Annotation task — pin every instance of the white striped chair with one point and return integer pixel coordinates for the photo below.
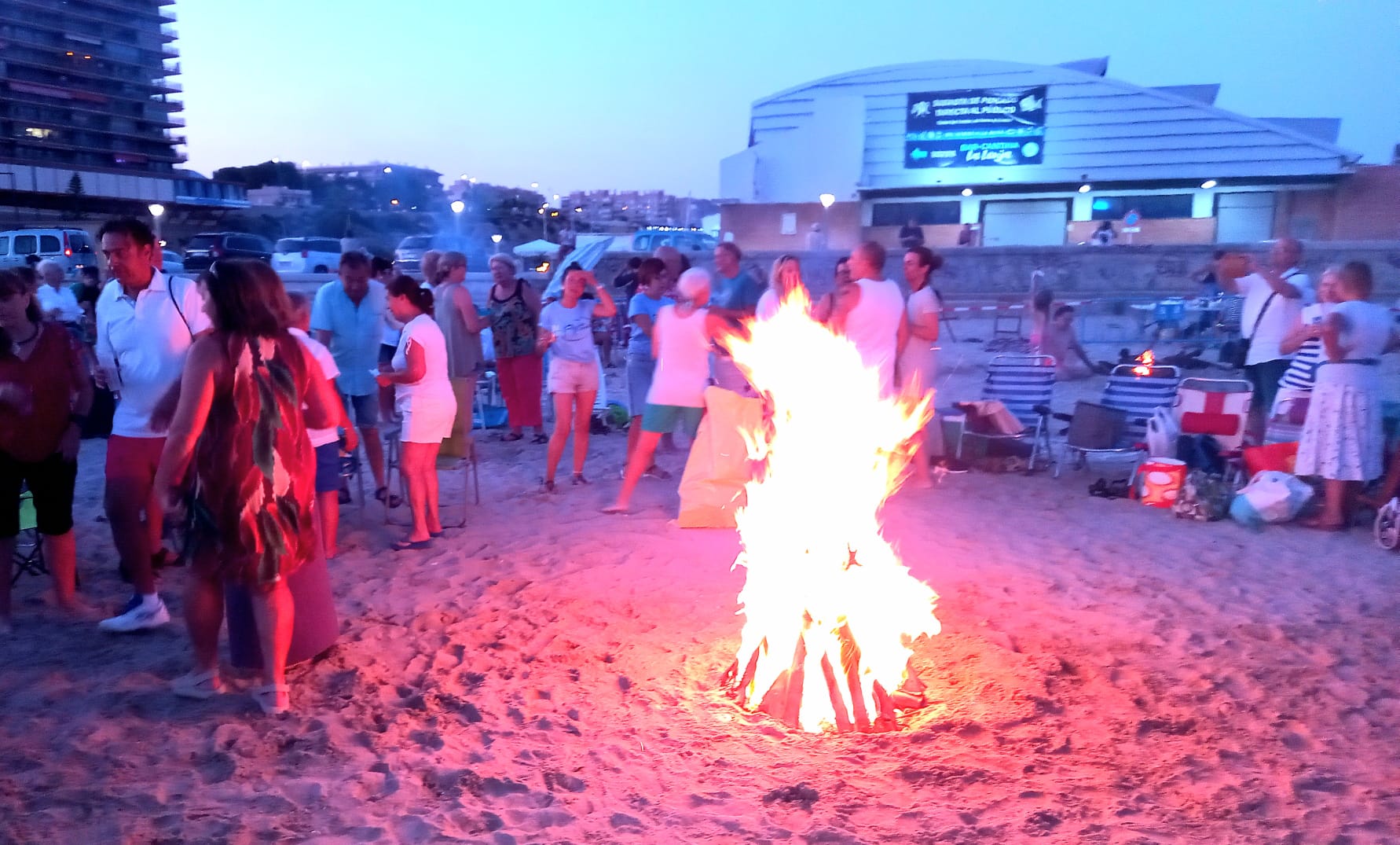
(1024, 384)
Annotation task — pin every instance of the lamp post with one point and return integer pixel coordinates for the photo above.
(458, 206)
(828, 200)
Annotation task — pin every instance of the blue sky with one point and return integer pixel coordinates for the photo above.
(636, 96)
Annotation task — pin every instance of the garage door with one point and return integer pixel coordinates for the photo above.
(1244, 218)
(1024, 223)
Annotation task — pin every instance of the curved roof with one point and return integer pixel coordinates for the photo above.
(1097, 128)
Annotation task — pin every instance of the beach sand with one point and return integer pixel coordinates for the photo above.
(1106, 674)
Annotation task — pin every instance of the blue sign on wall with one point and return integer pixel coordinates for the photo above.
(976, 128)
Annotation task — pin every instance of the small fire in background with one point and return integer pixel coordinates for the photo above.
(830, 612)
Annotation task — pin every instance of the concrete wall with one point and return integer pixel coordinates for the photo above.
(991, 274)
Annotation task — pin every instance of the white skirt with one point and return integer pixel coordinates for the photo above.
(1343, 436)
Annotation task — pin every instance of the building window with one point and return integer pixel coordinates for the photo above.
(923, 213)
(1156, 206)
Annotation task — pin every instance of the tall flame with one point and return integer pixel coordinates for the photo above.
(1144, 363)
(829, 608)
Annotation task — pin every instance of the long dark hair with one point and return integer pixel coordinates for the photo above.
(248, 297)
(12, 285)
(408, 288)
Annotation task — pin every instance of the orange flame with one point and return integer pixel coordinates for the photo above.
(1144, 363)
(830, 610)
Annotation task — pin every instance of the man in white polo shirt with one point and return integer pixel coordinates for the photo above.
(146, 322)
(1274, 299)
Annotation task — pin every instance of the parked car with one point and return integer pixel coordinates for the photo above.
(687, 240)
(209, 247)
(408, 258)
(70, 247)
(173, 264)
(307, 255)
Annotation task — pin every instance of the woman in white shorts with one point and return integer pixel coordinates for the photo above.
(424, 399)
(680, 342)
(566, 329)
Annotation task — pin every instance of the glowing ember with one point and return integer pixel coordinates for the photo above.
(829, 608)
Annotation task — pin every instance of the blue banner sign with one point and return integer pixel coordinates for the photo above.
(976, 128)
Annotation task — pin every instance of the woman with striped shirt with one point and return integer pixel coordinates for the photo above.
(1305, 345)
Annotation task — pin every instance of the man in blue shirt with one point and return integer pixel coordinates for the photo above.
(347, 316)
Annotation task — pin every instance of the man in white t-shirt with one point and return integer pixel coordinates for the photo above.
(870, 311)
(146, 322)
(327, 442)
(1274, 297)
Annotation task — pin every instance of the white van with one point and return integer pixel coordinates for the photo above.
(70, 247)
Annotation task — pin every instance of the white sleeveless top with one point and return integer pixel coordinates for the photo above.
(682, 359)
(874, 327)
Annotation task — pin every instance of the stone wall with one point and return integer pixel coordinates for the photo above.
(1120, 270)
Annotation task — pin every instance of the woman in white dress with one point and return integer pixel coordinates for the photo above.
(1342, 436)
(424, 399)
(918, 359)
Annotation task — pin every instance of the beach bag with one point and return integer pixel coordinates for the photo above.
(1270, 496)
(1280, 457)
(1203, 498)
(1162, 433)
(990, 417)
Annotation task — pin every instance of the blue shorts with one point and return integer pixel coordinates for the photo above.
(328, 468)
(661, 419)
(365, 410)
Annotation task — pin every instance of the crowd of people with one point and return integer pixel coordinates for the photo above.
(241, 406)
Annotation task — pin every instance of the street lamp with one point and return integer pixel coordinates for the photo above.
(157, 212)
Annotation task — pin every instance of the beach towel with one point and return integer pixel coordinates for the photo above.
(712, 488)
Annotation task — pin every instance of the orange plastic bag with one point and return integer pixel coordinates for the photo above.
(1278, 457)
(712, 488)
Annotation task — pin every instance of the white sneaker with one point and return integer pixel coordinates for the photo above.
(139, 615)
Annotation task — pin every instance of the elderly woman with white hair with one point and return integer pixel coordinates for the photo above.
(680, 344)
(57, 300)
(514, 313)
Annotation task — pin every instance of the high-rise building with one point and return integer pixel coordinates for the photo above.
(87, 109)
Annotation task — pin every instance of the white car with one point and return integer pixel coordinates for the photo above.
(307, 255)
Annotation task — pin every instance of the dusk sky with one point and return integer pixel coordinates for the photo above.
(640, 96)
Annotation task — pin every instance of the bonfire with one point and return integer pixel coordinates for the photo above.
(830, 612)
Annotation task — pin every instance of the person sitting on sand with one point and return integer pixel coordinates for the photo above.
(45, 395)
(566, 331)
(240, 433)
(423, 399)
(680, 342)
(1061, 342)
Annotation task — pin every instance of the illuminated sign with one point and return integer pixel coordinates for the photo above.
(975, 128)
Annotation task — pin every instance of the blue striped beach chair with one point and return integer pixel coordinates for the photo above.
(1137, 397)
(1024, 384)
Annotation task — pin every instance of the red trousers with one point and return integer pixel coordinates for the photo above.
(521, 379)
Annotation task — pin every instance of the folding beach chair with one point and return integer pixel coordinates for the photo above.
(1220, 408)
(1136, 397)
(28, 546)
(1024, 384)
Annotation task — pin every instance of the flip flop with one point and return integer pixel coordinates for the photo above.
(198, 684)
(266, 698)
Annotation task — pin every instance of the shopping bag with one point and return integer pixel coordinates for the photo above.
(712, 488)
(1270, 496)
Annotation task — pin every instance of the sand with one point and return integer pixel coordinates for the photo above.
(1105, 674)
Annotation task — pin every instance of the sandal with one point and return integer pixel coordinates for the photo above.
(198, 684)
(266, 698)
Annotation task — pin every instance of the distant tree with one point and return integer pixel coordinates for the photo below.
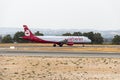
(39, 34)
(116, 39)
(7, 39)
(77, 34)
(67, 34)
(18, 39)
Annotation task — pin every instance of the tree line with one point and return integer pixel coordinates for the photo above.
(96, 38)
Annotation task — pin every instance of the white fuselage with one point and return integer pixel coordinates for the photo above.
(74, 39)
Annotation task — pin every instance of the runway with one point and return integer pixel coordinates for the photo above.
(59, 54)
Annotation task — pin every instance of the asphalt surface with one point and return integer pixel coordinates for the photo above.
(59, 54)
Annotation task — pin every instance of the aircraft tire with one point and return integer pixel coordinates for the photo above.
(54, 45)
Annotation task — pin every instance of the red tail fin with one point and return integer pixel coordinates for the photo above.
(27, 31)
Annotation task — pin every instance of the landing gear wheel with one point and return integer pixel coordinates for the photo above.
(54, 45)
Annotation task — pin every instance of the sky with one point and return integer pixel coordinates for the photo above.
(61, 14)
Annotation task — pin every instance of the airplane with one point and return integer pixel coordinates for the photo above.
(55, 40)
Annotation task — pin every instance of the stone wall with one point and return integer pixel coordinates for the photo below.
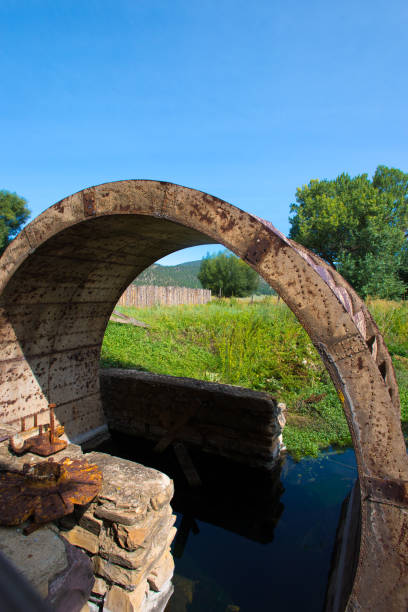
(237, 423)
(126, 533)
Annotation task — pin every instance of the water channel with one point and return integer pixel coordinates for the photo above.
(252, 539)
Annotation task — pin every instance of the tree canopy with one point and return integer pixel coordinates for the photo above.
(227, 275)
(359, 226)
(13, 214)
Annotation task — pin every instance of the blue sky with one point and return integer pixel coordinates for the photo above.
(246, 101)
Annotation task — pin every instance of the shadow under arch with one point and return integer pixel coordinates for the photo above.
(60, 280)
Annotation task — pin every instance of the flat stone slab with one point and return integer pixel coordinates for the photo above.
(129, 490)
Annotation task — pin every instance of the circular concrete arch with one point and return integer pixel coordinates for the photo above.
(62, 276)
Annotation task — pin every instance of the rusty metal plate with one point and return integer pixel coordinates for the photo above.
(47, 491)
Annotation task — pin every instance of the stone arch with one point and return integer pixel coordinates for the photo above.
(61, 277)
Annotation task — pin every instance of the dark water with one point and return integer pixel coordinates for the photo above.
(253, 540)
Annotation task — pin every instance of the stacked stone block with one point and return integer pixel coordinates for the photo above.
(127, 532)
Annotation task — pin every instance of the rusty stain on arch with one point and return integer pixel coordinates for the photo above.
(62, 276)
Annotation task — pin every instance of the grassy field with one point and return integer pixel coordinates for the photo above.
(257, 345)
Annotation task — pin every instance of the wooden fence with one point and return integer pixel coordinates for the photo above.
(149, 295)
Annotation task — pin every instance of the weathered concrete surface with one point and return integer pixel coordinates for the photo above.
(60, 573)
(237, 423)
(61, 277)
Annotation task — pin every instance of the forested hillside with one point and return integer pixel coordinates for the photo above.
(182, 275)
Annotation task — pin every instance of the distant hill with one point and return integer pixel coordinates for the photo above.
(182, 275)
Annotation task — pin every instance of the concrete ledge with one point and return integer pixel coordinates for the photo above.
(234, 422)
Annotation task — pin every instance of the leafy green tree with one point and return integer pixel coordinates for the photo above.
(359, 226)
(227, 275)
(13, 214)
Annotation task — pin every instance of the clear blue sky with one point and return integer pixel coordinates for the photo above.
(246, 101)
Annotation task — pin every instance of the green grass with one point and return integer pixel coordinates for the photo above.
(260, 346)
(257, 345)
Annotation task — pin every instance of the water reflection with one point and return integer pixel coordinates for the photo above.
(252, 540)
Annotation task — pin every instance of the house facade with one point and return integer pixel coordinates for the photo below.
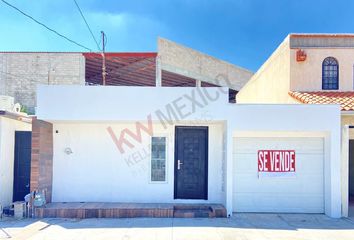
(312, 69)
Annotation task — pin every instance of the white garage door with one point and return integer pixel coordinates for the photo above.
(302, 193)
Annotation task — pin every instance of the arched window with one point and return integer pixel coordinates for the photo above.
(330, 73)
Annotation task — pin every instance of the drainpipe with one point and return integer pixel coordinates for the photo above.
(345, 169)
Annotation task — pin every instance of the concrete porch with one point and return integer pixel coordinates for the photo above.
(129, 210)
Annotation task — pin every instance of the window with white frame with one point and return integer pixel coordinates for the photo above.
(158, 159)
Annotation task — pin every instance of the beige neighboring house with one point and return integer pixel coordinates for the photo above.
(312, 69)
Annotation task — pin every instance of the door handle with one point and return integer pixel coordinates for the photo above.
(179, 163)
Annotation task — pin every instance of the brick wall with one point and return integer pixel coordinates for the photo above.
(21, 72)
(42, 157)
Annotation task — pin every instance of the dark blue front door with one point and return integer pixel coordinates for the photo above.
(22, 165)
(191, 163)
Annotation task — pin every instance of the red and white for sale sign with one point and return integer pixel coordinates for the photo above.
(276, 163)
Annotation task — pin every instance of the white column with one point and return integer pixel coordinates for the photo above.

## PROBLEM DETAILS
Output exactly the lines between the one containing "Annotation task — pin every instance of the door" and the final line above, both inclusive.

## FULL RESPONSE
Annotation task — pin every instance of the door handle with one point and return integer pixel coordinates for the photo above.
(179, 163)
Annotation task — pin every instance of the brick wall with one point and return integer pixel coordinates for the photo above.
(21, 72)
(42, 157)
Annotation task — pin every instance of the dark blue front door with one point and return integer pixel coordinates for the photo above.
(22, 165)
(191, 163)
Annotation task — pin every instance of the red and white for sale sign with one point and return integer pixel coordinates for the photo above.
(276, 163)
Annotation task — pin every instance of the white column with one point and return integer pixel coordinates for the photo above.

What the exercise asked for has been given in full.